▶ Task item: Would you retype each of the records exactly as shown?

(Region pointing data)
::::::::::

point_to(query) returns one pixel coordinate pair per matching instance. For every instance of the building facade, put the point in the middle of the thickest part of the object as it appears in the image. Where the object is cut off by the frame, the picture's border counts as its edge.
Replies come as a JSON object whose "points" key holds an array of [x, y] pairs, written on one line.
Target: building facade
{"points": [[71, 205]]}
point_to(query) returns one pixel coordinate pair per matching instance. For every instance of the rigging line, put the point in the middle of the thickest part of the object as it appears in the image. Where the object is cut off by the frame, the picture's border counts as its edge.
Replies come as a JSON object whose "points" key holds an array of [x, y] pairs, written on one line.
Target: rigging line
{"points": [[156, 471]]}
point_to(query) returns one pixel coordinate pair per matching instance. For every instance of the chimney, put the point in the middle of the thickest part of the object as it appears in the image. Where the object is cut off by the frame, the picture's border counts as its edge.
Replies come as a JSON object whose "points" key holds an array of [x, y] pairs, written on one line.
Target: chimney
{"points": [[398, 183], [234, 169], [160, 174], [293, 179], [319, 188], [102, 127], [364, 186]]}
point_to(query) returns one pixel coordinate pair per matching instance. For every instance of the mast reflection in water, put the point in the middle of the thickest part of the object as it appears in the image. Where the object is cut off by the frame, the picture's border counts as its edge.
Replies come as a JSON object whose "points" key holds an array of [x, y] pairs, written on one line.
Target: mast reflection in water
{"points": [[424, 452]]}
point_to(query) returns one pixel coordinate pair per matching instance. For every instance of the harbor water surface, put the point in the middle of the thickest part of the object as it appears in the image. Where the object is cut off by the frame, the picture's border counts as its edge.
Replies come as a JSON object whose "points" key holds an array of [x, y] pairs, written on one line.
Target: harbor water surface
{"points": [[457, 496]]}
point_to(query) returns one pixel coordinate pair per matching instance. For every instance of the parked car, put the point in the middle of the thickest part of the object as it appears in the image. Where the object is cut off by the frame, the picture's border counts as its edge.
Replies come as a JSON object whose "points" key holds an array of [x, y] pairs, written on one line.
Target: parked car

::::::::::

▶ Output of the task:
point_to(query) returns one pixel coordinate pair per matching instance. For every instance of the building facade, put the point in the middle of the thickest part of the object as it appears in the image. Where the object is cut off by the frame, the picture's border counts as its edge.
Replies come as a JSON object whose "points" key holds an array of [x, y] pairs, written on one line.
Target: building facade
{"points": [[71, 205]]}
point_to(query) returns one pixel coordinate pair per matching instance. For every instance of the rigging line, put the point in the middle of the thickest part of the object as it appears in the image. Where the object is cut off by the frame, the picture's border counts as its edge.
Replies come as a JSON object whose "points" key holds an array of [x, y] pairs, written on one line.
Target: rigging line
{"points": [[156, 471]]}
point_to(query) returns one pixel coordinate pair per matching instance. For every instance of the chimney, put the point in the middle of the thickest part of the object as it appears in the image. Where the object is cut off by the frame, the picture's border counts as its edge.
Replies come as a JSON object whose "points" key holds an array of [x, y] pairs, written on one line.
Target: chimney
{"points": [[398, 183], [234, 169], [160, 174], [293, 179], [319, 188], [102, 127], [364, 186]]}
point_to(query) returns one pixel coordinate pair per matching instance. For every instance of the mast reflection in water, put the point in the middle of the thickest part of the object as it appears in the image. Where the object is cut off by the frame, the picture's border counts as its edge.
Replies come as a JSON object whose "points" key holds an array of [x, y] pairs, written on one line.
Target: mast reflection in water
{"points": [[424, 452]]}
point_to(query) returns one pixel coordinate pair per matching instance. For every instance of the harbor water surface, put the point in the middle of the thickest part of the object as it appears in the image. Where the object is cut off by the frame, the picture's border counts as its edge.
Replies come as a JSON object whose "points" key holds an array of [x, y] pairs, written on one line.
Target: harbor water surface
{"points": [[457, 496]]}
point_to(query) returns one pixel coordinate pair per matching instance. For every instance of the parked car, put the point in the middle of the thickest part of the object as it appears in the image. Where the object is cut off by the frame, the picture's border counts as its edge.
Replies come as a JSON object whose "points" key holds an array of [x, y] pairs, written on one line.
Target: parked car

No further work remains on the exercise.